§ To be done: Copy out every line of the listing below, request lines included, and multiply each pixel coordinate in the answers by 0.6, rounding to the nearest whole number with halves going up.

Excerpts from location labeling data:
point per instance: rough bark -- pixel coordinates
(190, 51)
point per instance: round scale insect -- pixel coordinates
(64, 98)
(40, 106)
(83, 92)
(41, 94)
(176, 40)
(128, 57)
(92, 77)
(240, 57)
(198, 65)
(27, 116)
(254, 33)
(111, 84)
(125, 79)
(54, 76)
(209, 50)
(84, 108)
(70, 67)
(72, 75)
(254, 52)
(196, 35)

§ Solution to this exercise:
point per instance: rough bark -- pixel coordinates
(114, 31)
point per instance: round scale insect -- pixel coordinates
(38, 59)
(24, 64)
(50, 55)
(25, 56)
(106, 24)
(77, 34)
(55, 46)
(144, 34)
(119, 39)
(16, 70)
(152, 20)
(67, 50)
(75, 47)
(32, 46)
(125, 30)
(50, 65)
(42, 40)
(43, 45)
(152, 31)
(118, 21)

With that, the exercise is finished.